**Extracted data entries**
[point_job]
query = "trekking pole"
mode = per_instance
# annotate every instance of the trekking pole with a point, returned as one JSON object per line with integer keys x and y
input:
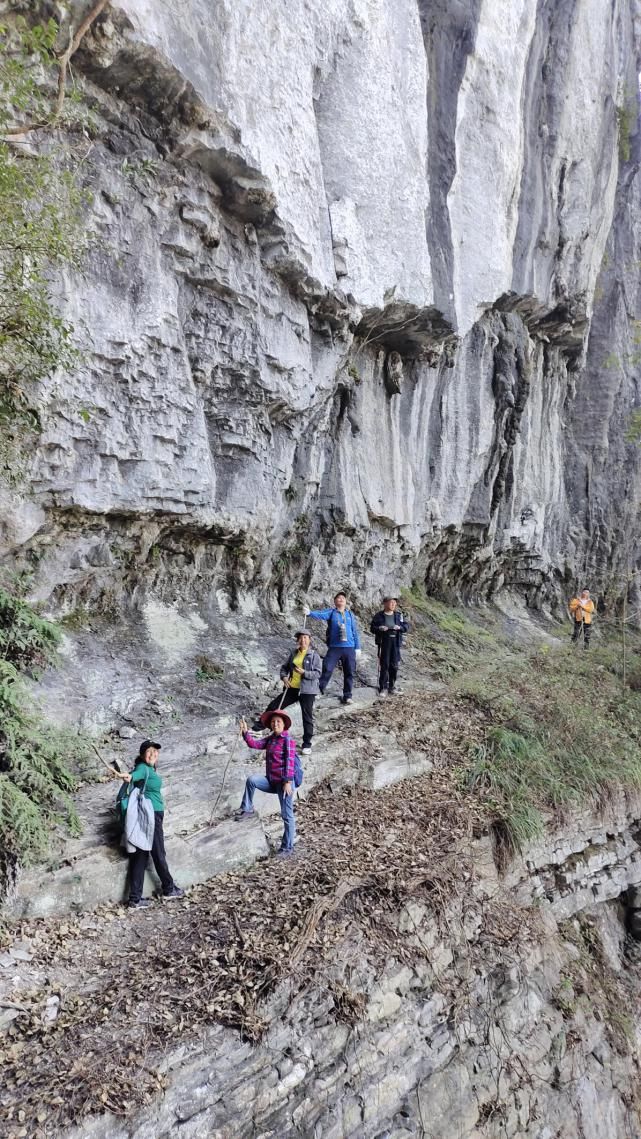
{"x": 231, "y": 754}
{"x": 113, "y": 771}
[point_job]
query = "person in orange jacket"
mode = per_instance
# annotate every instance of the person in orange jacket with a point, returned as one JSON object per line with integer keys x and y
{"x": 582, "y": 609}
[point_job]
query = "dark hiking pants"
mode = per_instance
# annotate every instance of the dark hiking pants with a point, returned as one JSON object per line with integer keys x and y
{"x": 578, "y": 628}
{"x": 347, "y": 657}
{"x": 138, "y": 863}
{"x": 387, "y": 662}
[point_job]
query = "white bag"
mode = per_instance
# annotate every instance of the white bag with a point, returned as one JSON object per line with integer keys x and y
{"x": 140, "y": 821}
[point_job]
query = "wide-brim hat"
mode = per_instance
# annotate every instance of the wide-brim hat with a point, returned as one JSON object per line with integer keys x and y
{"x": 268, "y": 717}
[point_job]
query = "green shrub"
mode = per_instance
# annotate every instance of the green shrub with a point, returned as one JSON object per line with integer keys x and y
{"x": 41, "y": 228}
{"x": 35, "y": 759}
{"x": 25, "y": 639}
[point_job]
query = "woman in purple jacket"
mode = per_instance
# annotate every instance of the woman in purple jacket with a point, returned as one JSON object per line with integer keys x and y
{"x": 280, "y": 762}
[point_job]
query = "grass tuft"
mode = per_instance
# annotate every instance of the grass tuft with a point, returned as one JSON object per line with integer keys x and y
{"x": 557, "y": 730}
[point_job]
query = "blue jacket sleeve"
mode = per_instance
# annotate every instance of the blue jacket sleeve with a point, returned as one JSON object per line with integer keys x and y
{"x": 355, "y": 632}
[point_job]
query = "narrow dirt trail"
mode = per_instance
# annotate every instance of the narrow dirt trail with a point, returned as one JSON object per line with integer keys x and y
{"x": 128, "y": 985}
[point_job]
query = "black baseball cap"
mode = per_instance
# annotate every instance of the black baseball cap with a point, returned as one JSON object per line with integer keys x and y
{"x": 146, "y": 744}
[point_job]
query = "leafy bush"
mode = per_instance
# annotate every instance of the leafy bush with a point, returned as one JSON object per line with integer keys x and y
{"x": 41, "y": 228}
{"x": 35, "y": 780}
{"x": 556, "y": 729}
{"x": 25, "y": 639}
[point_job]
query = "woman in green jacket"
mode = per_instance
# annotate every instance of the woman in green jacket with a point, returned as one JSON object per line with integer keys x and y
{"x": 145, "y": 776}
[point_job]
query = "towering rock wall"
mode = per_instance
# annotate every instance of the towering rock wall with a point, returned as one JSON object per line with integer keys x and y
{"x": 360, "y": 305}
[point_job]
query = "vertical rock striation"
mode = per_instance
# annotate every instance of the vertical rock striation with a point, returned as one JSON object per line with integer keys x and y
{"x": 363, "y": 272}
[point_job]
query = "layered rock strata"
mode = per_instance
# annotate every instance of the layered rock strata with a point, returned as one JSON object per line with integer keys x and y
{"x": 360, "y": 304}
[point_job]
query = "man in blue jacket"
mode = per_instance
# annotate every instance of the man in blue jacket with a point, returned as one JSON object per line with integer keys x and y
{"x": 344, "y": 644}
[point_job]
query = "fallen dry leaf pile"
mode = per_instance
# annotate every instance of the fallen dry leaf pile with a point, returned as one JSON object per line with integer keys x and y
{"x": 132, "y": 984}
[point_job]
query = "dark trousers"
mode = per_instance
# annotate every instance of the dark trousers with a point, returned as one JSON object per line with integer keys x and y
{"x": 387, "y": 662}
{"x": 306, "y": 702}
{"x": 347, "y": 657}
{"x": 138, "y": 863}
{"x": 578, "y": 627}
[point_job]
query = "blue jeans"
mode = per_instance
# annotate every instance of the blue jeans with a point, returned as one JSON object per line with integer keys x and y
{"x": 261, "y": 783}
{"x": 347, "y": 657}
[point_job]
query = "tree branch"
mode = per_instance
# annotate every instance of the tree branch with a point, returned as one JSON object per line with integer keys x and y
{"x": 75, "y": 40}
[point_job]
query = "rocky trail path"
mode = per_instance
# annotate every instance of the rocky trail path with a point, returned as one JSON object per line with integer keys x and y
{"x": 91, "y": 1006}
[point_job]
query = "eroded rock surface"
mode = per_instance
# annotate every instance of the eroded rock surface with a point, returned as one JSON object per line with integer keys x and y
{"x": 361, "y": 304}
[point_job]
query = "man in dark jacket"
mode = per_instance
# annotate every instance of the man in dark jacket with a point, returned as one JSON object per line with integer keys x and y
{"x": 388, "y": 628}
{"x": 301, "y": 674}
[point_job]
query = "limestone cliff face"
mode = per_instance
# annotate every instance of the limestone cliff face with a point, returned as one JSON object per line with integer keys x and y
{"x": 361, "y": 303}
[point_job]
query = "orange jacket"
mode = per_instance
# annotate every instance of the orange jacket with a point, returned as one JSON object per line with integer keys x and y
{"x": 582, "y": 611}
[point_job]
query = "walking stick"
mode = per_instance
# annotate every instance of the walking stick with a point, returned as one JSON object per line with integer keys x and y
{"x": 113, "y": 771}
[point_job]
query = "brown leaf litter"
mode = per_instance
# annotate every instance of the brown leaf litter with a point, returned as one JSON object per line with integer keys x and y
{"x": 132, "y": 984}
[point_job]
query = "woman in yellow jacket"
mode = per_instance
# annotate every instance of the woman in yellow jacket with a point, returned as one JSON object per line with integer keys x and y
{"x": 582, "y": 609}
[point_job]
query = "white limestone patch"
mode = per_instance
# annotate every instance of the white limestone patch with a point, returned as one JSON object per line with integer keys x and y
{"x": 175, "y": 632}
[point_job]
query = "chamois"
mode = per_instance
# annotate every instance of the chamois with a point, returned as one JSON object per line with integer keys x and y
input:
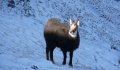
{"x": 58, "y": 34}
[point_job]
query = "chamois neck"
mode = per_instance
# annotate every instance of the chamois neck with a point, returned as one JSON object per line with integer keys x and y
{"x": 73, "y": 35}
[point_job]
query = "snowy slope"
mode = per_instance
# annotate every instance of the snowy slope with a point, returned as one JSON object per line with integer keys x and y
{"x": 22, "y": 45}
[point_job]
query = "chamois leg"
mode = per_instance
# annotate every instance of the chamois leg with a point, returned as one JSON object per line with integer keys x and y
{"x": 64, "y": 60}
{"x": 71, "y": 55}
{"x": 47, "y": 52}
{"x": 51, "y": 55}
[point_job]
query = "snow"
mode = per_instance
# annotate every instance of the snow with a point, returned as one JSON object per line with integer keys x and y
{"x": 22, "y": 44}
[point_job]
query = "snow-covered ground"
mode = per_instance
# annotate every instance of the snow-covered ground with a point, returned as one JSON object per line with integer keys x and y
{"x": 22, "y": 45}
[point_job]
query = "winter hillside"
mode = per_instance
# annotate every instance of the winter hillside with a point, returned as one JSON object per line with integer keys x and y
{"x": 22, "y": 44}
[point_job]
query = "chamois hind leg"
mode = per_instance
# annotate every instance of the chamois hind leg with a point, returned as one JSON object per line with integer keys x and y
{"x": 47, "y": 52}
{"x": 64, "y": 59}
{"x": 51, "y": 54}
{"x": 71, "y": 55}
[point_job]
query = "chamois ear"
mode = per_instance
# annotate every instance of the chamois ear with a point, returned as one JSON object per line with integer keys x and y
{"x": 70, "y": 21}
{"x": 78, "y": 23}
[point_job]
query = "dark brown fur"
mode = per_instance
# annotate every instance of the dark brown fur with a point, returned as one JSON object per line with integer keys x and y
{"x": 56, "y": 35}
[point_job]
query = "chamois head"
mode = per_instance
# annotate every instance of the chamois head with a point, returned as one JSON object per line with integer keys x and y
{"x": 73, "y": 26}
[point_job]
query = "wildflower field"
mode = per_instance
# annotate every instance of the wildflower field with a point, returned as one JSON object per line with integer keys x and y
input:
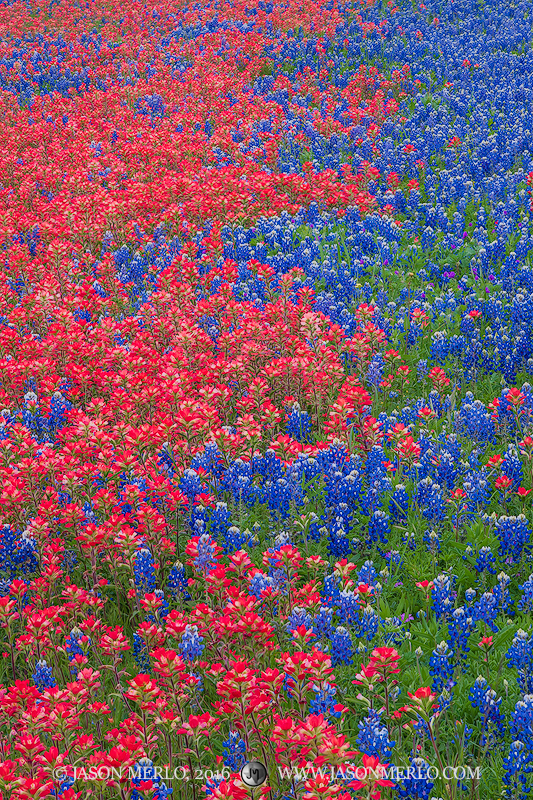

**Exercise**
Across the records above, show each line containing the word "trekking".

**Answer section**
query = "trekking pole"
# annotate every instance of the trekking pole with a point, returned as one JSON object per line with integer keys x and y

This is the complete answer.